> _Work to be completed_
Give the number of lines in the entries below that contain "ceiling". Write nothing besides it.

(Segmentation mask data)
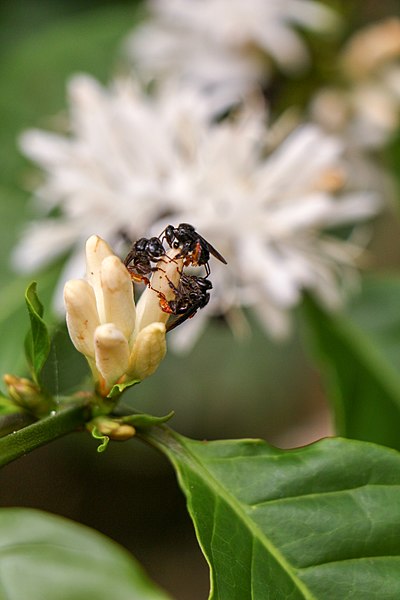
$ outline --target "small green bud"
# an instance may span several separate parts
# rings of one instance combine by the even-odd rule
[[[30,379],[6,374],[3,380],[14,403],[35,417],[43,417],[55,407],[53,400]]]
[[[108,417],[96,417],[87,425],[89,431],[96,429],[96,432],[107,436],[110,440],[125,441],[132,438],[136,430],[132,425],[121,423],[118,419]]]

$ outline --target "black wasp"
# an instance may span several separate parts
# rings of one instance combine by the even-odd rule
[[[134,281],[149,285],[150,282],[146,275],[157,270],[152,263],[158,262],[163,256],[165,256],[165,250],[159,238],[140,238],[132,244],[124,260],[124,265]]]
[[[173,289],[175,297],[173,300],[167,298],[161,292],[160,306],[162,310],[171,315],[176,315],[170,324],[167,324],[167,331],[171,331],[187,319],[193,317],[200,308],[204,308],[210,300],[209,290],[212,283],[205,277],[197,275],[182,274],[178,286],[169,281],[169,286]]]
[[[210,254],[220,260],[224,265],[227,264],[224,257],[205,240],[189,223],[181,223],[178,227],[167,225],[162,232],[162,239],[166,239],[171,248],[180,248],[176,258],[183,258],[185,265],[193,265],[195,267],[204,265],[206,269],[206,277],[210,274],[208,261]]]

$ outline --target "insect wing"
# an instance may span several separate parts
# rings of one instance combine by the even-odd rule
[[[167,323],[166,330],[171,331],[172,329],[175,329],[175,327],[178,327],[178,325],[181,325],[188,319],[191,319],[197,313],[198,309],[200,308],[200,303],[201,303],[200,300],[198,302],[195,302],[187,309],[187,311],[185,313],[177,316],[176,319],[173,319],[173,321],[171,323]]]
[[[210,244],[210,242],[207,242],[207,240],[204,239],[201,235],[199,235],[199,238],[201,239],[201,241],[203,242],[203,244],[206,246],[206,248],[208,249],[208,251],[210,252],[210,254],[212,254],[214,256],[214,258],[217,258],[218,260],[220,260],[222,263],[224,263],[224,265],[228,264],[226,262],[225,258],[222,256],[222,254],[220,254],[218,252],[218,250],[216,250],[214,248],[214,246],[212,246]]]
[[[125,259],[124,259],[124,265],[127,267],[129,265],[129,263],[131,263],[133,261],[133,259],[136,256],[136,250],[134,248],[132,248],[128,254],[126,255]]]

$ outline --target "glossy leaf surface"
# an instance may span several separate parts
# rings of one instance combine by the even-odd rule
[[[19,508],[0,511],[0,598],[168,600],[105,536]]]
[[[50,336],[43,321],[43,305],[36,293],[36,282],[29,285],[25,293],[30,330],[25,338],[25,352],[32,376],[37,382],[50,352]]]
[[[165,431],[212,600],[400,597],[400,455],[326,439],[291,451]]]

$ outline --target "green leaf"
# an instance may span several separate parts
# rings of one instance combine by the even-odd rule
[[[26,373],[24,339],[28,320],[24,293],[26,282],[5,283],[0,296],[0,375]]]
[[[120,396],[122,394],[122,392],[124,392],[128,388],[130,388],[138,383],[140,383],[140,379],[132,379],[131,381],[124,381],[123,383],[116,383],[111,388],[109,394],[107,395],[107,398],[117,398],[118,396]]]
[[[36,510],[0,510],[0,597],[167,600],[105,536]]]
[[[0,417],[24,412],[23,408],[17,406],[13,400],[0,395]]]
[[[0,198],[1,202],[1,198]],[[40,295],[50,303],[57,281],[59,267],[40,275]],[[1,277],[0,277],[1,284]],[[24,339],[28,327],[24,294],[28,281],[10,279],[1,289],[0,296],[0,374],[27,373]],[[76,352],[75,352],[76,354]]]
[[[100,433],[100,431],[97,429],[97,427],[93,427],[93,429],[91,430],[90,433],[91,433],[92,438],[94,438],[95,440],[101,441],[101,444],[99,446],[97,446],[97,452],[104,452],[107,449],[108,442],[110,441],[110,438],[108,437],[108,435],[104,435],[103,433]]]
[[[25,293],[31,328],[26,336],[25,351],[32,377],[38,383],[40,372],[50,352],[50,336],[43,321],[43,306],[36,294],[36,282]]]
[[[368,278],[345,312],[305,315],[340,435],[400,449],[400,279]]]
[[[163,417],[155,417],[154,415],[147,415],[145,413],[139,413],[134,415],[127,415],[122,417],[120,420],[122,423],[128,423],[129,425],[133,425],[137,429],[148,429],[149,427],[154,427],[155,425],[162,425],[166,423],[174,416],[174,411],[172,410],[170,413]]]
[[[400,598],[400,454],[326,439],[144,436],[171,460],[211,569],[210,600]]]

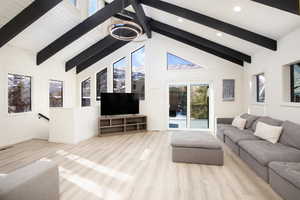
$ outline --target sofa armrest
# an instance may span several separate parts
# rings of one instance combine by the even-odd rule
[[[234,118],[217,118],[217,124],[232,124]]]
[[[59,200],[58,167],[38,161],[0,179],[0,199]]]

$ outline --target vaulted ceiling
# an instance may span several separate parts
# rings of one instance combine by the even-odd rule
[[[282,2],[284,1],[295,2],[295,0],[282,0]],[[1,2],[0,27],[3,28],[3,25],[20,14],[22,10],[28,7],[32,2],[33,0],[10,0]],[[155,2],[153,0],[136,0],[136,2],[143,3],[142,8],[148,18],[168,24],[173,28],[210,40],[243,54],[252,56],[256,52],[266,49],[266,47],[258,45],[255,42],[247,41],[241,37],[234,36],[234,34],[225,33],[226,31],[224,31],[224,29],[228,29],[228,26],[219,28],[220,31],[217,30],[216,27],[212,28],[201,23],[196,23],[188,19],[188,17],[179,17],[175,15],[176,13],[171,14],[155,8],[155,6],[152,5],[152,3]],[[292,12],[292,9],[289,7],[291,4],[284,4],[287,6],[282,7],[284,9],[280,10],[274,8],[278,7],[278,3],[275,3],[276,5],[265,5],[265,2],[272,2],[265,0],[199,0],[196,2],[195,0],[163,0],[163,2],[189,9],[196,13],[214,18],[215,20],[223,21],[277,41],[300,27],[299,15],[283,11],[289,10]],[[235,6],[239,6],[241,12],[234,12],[233,9]],[[137,8],[129,8],[131,11],[135,9]],[[80,52],[83,52],[88,49],[88,47],[106,37],[106,27],[109,17],[104,18],[103,21],[105,22],[102,23],[102,25],[95,26],[97,28],[91,28],[91,31],[87,30],[82,36],[75,37],[74,41],[71,41],[70,44],[62,45],[62,48],[58,49],[59,51],[54,53],[51,57],[67,62]],[[9,44],[38,53],[45,50],[45,47],[49,44],[53,44],[54,41],[81,22],[83,22],[83,19],[81,19],[79,11],[67,0],[63,0],[10,40]],[[145,29],[146,26],[143,25],[143,27]],[[222,33],[222,36],[217,36],[219,35],[218,33]]]

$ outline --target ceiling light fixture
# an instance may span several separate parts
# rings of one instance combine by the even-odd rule
[[[177,21],[178,21],[179,23],[182,23],[182,22],[183,22],[183,19],[182,19],[181,17],[178,17]]]
[[[124,12],[124,5],[125,4],[123,3],[123,8],[120,14],[128,17],[126,12]],[[141,35],[143,35],[143,28],[133,21],[113,20],[113,22],[108,26],[108,33],[117,40],[136,41]]]
[[[241,12],[242,8],[241,8],[241,6],[234,6],[233,10],[234,10],[234,12]]]

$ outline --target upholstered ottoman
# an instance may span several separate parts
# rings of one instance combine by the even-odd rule
[[[174,132],[171,136],[173,162],[223,165],[223,149],[209,132]]]

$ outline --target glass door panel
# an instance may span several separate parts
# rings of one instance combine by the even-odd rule
[[[187,86],[169,86],[169,128],[187,128]]]
[[[209,86],[190,86],[190,128],[209,128]]]

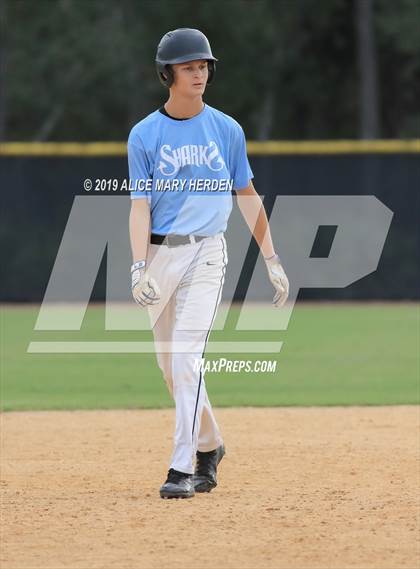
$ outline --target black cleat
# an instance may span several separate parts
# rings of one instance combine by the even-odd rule
[[[192,498],[194,496],[193,475],[168,470],[168,478],[160,487],[161,498]]]
[[[194,489],[196,492],[210,492],[210,490],[216,488],[217,465],[224,455],[224,445],[210,452],[197,451],[197,462],[194,472]]]

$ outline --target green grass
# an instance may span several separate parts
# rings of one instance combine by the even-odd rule
[[[154,354],[27,353],[30,341],[151,340],[150,331],[105,332],[100,305],[89,307],[80,332],[34,331],[37,313],[34,306],[2,307],[3,410],[172,404]],[[255,308],[255,318],[264,314]],[[280,354],[209,354],[278,362],[275,373],[207,373],[216,406],[419,403],[418,304],[301,303],[287,331],[215,330],[211,338],[284,341]]]

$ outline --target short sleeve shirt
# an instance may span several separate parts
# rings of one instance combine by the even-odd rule
[[[232,190],[253,178],[241,126],[205,105],[174,120],[159,110],[137,123],[128,138],[131,199],[148,199],[152,233],[224,232]]]

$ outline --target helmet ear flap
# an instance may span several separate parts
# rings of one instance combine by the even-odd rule
[[[170,87],[174,82],[174,70],[172,65],[165,65],[166,86]]]
[[[216,63],[212,59],[209,59],[207,61],[207,68],[209,71],[207,85],[210,85],[210,83],[213,81],[214,74],[216,73]]]
[[[172,69],[172,65],[156,65],[156,71],[159,77],[159,81],[165,87],[170,87],[174,82],[174,72]]]

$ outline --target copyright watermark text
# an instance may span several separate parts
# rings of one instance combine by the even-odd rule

> _Task output_
2